◆ Document section ◆
— START —

Unpacking Observability: How to Choose an Observability Vendor

Published in

Dzero Labs

12 min readMar 30, 2022

Mural under the rail bridge near Dupont St. and Campbell Ave. in Toronto. Photo by Adri Villela.

If you’ve been following along in my Unpacking Observability series, you know that I’m a big fan of OpenTelemetry (OTel). Instrumenting your code is just part of the picture. The other part? Actually doing something with the telemetry data. That’s where Observability (o11y) back-ends come in.

There are a number of Observability back-ends out there, ranging from self-hosted open source tools like Jaeger, Zipkin, and Grafana Tempo, to paid software-as-a-service (SaaS) offerings, like Honeycomb, Datadog, Dynatrace, and Lightstep. I personally prefer going the SaaS vendor route, for two reasons:

I don’t want the extra burden of maintaining tools on-prem when a vendor can most likely do a better job of it. Also, you can focus on The Most Important Thing: Observability itself.
As far as I know, none of the open source tools provide you with an all-in-one Observability solution. (Please feel free to correct me if I’m wrong!) The other thing is the burden of managing infrastructure and integrations with open source tools. No thanks.

In my first Unpacking Observability blog post, I briefly touched upon Observability vendor selection criteria. Now that I’ve spent some time working in the trenches with dev teams facing real-world challenges, I’d like to revisit and tweak these criteria.

Let’s do this!

Note: This post assumes basic knowledge of Observability and OpenTelemetry. If you need a refresher, check out my Intro to Observability post, and my post on the Observability Stack before reading on.

The Problem

Before we talk about our selection criteria, let’s zero in on The Problem that we are trying to solve. One of the biggest challenges that many organizations face is that they have a handful of engineers who are the “go-to crew” for when the poop hits the fan in Production. These are typically senior engineers with years of troubleshooting experience and domain knowledge. While it may sound like rainbows and unicorns at first to always be the one to save the day, it gets very draining, very fast, for most people.

The problem is that often, these engineers have other things to do, like writing code to implement new features. If they’re constantly having to troubleshoot prod issues, they get less time to work on cool new stuff. They may feel resentful for having less time to work on solving interesting problems, and always being the go-to person when there’s an issue.

They may try to juggle their software engineering duties with the troubleshooting work, which will ultimately lead to burn-out. Burnt-out, resentful engineers will eventually get fed up and leave. And before you know it, you’ve lost domain knowledge and a good engineer. Yikes! 😱

Can we solve this? Yes! With Observability, as we’ve already established! But it’s not like I just wave my magic wand and say, “Thou shalt now do the Observability!” to make y’alls problems go away. In order to be successful, we need two things to happen:

Instrument code properly à la OpenTelemetry ✅
Select a good Observability vendor ✅

Assuming that you’ve instrumented your code properly, that leaves us with #2. So let’s look at what it takes to select a good Observability vendor…

Selection Criteria

First things first. At the time of this writing, I was working as a manager of the Observability Practices team at Tucows/Wavelo. You’ll see many of my o11y writings published in their Medium publication. Also, I want to make it superly duperly clear that I am not here to push any specific vendor onto you. I am here to help you make an informed decision in selecting a vendor, based on real-life experiences and observations. When I call out a particular vendor, it’s only to share info based on my experience with them. The choice to go with a particular vendor is ultimately up to you. I’m just here for guidance.

— END —

◆ Material provided ◆

— START —

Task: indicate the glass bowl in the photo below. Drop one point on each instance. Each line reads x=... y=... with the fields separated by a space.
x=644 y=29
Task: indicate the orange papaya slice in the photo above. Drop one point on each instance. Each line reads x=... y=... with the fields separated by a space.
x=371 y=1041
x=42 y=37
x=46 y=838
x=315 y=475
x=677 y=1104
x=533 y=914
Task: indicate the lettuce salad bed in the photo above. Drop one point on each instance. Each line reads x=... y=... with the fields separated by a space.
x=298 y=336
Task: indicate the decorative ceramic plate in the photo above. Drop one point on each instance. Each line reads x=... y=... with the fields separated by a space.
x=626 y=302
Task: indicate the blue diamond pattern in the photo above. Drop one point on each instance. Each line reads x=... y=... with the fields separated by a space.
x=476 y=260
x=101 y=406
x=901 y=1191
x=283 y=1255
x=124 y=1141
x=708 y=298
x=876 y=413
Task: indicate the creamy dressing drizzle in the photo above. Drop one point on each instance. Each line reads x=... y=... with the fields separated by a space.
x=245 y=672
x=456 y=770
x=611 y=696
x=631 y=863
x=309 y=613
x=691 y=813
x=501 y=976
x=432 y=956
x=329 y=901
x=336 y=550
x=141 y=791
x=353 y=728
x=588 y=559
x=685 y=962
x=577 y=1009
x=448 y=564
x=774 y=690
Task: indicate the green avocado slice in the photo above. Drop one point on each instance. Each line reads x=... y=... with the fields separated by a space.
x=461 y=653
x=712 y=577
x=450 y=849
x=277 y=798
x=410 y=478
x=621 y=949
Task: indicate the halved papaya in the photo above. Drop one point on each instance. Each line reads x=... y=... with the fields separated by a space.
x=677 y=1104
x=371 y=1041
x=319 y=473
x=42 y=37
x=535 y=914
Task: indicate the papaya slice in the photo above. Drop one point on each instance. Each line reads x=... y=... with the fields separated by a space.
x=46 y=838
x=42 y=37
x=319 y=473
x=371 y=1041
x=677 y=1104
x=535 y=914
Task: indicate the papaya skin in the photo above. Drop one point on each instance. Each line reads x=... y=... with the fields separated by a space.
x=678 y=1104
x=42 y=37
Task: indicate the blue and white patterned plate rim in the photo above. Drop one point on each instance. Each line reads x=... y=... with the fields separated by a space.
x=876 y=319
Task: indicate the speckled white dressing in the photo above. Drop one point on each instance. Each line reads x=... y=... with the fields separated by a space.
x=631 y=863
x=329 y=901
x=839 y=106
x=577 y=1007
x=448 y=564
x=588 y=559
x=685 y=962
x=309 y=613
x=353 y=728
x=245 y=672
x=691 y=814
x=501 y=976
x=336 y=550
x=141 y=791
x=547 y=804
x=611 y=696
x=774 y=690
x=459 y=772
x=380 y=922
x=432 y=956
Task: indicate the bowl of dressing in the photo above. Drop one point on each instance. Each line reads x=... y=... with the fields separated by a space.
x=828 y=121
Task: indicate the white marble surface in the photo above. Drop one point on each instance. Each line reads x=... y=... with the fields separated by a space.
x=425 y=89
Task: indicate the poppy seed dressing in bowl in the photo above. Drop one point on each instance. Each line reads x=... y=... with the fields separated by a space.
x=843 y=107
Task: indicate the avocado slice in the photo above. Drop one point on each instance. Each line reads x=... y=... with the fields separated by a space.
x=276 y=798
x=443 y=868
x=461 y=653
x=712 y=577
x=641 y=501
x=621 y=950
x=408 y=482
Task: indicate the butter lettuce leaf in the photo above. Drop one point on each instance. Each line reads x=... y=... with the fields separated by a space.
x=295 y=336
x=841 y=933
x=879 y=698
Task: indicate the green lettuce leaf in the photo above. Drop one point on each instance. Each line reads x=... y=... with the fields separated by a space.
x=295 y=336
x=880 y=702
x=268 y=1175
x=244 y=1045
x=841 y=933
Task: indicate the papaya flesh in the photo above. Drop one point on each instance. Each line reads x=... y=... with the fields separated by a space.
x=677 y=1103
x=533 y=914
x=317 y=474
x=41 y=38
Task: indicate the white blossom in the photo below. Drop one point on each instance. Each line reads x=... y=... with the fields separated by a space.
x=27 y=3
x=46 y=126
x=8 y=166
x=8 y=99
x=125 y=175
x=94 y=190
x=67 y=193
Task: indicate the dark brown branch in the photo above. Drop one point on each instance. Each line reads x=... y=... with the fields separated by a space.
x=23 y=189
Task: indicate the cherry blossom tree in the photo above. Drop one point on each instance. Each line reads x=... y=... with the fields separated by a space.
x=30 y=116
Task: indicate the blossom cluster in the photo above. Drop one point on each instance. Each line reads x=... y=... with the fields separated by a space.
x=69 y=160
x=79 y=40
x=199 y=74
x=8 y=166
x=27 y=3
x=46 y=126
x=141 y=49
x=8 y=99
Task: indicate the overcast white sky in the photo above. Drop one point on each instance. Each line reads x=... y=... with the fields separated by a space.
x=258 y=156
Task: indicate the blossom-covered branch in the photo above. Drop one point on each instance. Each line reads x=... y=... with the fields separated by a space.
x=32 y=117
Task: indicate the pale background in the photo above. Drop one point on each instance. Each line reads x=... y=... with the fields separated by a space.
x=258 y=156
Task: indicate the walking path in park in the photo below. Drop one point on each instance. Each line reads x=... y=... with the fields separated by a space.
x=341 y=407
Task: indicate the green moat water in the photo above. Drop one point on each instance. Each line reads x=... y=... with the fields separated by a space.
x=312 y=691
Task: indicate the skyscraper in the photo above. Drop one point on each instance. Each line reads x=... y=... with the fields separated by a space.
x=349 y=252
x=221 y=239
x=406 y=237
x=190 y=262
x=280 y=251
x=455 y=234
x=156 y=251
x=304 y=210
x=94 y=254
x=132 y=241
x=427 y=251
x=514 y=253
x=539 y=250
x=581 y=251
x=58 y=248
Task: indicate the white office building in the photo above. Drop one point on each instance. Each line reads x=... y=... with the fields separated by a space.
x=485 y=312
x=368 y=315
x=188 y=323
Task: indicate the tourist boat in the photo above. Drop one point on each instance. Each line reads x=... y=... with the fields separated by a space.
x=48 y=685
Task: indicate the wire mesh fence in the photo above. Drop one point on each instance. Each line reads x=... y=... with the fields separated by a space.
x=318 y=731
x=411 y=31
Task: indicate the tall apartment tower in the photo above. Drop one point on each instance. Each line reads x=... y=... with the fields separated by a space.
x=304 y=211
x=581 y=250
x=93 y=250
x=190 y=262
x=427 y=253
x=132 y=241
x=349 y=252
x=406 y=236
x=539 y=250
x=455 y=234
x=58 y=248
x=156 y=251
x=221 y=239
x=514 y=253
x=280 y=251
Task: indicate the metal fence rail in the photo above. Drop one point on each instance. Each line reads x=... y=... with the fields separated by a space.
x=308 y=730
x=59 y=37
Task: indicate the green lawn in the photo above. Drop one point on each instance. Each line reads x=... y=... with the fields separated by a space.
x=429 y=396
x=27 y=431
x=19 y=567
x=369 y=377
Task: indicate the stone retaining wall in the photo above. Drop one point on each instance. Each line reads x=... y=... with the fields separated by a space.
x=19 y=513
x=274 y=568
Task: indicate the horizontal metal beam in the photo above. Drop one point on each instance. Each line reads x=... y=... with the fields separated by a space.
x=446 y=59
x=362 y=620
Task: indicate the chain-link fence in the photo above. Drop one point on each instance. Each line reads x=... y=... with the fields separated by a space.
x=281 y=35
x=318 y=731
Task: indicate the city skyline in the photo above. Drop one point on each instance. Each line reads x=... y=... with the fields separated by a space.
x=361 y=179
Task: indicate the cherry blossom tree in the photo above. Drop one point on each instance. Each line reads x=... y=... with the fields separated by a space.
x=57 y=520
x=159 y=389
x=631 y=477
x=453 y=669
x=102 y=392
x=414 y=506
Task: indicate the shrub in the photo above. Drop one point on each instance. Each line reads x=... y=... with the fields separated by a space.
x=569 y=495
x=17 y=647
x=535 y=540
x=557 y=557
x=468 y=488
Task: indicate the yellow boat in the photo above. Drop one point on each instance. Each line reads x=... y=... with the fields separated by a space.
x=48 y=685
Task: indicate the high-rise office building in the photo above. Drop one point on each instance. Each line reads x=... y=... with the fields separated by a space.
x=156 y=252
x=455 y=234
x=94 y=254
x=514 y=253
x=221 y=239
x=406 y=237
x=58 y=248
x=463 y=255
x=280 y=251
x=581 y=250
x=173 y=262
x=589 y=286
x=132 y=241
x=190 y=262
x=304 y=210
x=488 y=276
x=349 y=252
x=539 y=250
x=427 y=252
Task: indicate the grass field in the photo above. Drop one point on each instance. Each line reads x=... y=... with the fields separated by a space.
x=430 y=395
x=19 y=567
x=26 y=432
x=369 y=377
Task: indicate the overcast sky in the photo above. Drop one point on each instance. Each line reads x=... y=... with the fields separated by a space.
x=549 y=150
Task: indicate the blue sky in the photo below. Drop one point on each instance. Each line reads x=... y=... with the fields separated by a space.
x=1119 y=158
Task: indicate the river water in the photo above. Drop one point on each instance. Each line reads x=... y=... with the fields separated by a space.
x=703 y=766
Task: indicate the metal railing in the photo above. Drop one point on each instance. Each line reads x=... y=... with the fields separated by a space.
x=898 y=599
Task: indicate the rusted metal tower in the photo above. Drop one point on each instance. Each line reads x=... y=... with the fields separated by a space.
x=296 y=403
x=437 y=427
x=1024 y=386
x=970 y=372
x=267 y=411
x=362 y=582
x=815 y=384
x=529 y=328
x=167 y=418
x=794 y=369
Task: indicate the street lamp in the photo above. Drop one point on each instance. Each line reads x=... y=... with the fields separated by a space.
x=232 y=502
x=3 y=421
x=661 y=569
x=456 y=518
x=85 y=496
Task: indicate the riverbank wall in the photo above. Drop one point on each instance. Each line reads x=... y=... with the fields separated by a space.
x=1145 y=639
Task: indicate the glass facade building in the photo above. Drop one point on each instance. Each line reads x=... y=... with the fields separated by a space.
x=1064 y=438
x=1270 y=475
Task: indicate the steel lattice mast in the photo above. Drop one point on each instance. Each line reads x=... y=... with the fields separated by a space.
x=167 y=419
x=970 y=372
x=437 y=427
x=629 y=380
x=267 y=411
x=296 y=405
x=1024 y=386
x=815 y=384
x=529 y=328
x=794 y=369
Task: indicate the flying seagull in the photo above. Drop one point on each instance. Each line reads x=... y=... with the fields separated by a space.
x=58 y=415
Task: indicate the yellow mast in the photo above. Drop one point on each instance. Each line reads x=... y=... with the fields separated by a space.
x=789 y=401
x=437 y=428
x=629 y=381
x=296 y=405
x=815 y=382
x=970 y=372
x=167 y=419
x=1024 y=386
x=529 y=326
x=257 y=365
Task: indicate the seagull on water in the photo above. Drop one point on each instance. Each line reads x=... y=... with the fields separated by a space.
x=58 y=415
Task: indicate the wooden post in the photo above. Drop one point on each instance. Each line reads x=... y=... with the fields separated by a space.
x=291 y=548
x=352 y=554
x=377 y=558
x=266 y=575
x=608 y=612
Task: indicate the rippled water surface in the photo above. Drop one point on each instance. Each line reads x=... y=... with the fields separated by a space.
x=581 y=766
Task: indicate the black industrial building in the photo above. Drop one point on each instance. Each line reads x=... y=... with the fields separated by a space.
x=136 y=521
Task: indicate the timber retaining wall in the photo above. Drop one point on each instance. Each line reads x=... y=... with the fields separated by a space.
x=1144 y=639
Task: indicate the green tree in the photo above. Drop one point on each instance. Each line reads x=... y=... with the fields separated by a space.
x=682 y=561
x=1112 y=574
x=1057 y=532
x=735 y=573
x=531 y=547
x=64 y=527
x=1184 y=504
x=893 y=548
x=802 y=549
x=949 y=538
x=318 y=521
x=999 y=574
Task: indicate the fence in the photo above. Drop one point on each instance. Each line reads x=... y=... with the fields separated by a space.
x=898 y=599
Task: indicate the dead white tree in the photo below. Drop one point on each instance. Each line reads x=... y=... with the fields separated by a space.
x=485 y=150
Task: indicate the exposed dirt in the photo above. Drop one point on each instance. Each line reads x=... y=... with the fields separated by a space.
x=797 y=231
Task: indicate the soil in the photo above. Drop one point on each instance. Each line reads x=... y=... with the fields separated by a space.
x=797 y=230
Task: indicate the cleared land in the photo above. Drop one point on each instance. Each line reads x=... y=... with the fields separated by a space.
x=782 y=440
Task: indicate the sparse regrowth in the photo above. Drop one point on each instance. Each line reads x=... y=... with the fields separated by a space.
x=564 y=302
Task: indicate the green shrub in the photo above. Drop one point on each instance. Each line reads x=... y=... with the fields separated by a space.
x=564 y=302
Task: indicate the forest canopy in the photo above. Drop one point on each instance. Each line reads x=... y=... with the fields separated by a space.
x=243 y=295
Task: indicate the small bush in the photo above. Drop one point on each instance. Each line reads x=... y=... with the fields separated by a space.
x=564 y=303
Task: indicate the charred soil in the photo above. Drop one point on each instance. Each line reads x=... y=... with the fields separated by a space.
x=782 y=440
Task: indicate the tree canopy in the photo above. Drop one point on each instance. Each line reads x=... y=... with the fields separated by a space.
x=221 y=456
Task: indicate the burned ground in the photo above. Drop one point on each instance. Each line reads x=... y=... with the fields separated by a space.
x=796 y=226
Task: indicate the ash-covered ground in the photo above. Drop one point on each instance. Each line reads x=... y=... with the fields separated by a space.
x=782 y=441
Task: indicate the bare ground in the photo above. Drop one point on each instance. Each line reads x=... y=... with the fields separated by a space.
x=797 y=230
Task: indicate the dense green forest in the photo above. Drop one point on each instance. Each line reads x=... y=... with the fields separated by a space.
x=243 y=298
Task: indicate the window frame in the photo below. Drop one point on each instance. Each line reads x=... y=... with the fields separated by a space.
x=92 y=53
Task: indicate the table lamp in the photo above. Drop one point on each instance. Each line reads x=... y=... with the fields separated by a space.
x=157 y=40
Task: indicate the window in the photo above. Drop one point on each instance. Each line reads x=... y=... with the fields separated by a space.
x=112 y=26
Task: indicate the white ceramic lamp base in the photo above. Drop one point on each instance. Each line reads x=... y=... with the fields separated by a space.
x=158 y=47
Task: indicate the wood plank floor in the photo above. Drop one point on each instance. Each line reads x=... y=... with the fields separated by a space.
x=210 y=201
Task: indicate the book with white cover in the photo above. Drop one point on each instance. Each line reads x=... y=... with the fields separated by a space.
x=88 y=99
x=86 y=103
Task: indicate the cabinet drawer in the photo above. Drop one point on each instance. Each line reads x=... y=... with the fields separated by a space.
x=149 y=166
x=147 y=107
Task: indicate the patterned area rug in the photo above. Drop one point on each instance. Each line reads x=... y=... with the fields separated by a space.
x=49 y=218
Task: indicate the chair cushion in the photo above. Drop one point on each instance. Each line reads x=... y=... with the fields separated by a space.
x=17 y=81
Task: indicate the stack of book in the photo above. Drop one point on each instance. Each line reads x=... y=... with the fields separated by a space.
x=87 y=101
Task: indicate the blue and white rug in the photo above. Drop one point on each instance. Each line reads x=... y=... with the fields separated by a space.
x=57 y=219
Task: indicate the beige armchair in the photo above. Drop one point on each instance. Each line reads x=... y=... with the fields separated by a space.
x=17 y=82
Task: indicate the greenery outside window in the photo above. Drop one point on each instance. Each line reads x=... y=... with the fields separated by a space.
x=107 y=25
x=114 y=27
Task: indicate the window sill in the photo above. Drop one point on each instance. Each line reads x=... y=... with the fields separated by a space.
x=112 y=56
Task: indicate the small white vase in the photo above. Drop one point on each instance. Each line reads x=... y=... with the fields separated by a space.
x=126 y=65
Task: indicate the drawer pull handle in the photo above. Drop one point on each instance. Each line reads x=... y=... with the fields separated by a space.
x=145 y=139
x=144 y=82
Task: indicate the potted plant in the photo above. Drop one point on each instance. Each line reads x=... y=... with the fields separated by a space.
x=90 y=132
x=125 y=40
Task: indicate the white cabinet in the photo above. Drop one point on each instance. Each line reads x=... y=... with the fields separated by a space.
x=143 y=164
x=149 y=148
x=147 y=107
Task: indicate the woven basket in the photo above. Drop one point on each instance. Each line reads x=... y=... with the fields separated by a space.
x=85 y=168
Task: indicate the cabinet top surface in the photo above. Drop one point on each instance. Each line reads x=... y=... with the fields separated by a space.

— END —

◆ Exercise tasks ◆
A) In the post on choosing an observability vendor, change "rainbows and unicorns" to "sunshine and roses" and give the passage again, beginning at the words "Before we talk" and stopping after "there’s an issue.".
B) Reproduce the records word for word, beginning at their first line and stopping after the line that contains "x=876 y=413".

◆ Answer list ◆
A)
Before we talk about our selection criteria, let’s zero in on The Problem that we are trying to solve. One of the biggest challenges that many organizations face is that they have a handful of engineers who are the “go-to crew” for when the poop hits the fan in Production. These are typically senior engineers with years of troubleshooting experience and domain knowledge. While it may sound like sunshine and roses at first to always be the one to save the day, it gets very draining, very fast, for most people.

The problem is that often, these engineers have other things to do, like writing code to implement new features. If they’re constantly having to troubleshoot prod issues, they get less time to work on cool new stuff. They may feel resentful for having less time to work on solving interesting problems, and always being the go-to person when there’s an issue.

B)
Task: indicate the glass bowl in the photo below. Drop one point on each instance. Each line reads x=... y=... with the fields separated by a space.
x=644 y=29
Task: indicate the orange papaya slice in the photo above. Drop one point on each instance. Each line reads x=... y=... with the fields separated by a space.
x=371 y=1041
x=42 y=37
x=46 y=838
x=315 y=475
x=677 y=1104
x=533 y=914
Task: indicate the lettuce salad bed in the photo above. Drop one point on each instance. Each line reads x=... y=... with the fields separated by a space.
x=298 y=336
Task: indicate the decorative ceramic plate in the photo above. Drop one point on each instance. Each line reads x=... y=... with the fields separated by a space.
x=626 y=302
Task: indicate the blue diamond pattern in the photo above. Drop one point on each instance. Each line reads x=... y=... with the fields separated by a space.
x=476 y=260
x=101 y=406
x=901 y=1191
x=283 y=1255
x=124 y=1141
x=708 y=298
x=876 y=413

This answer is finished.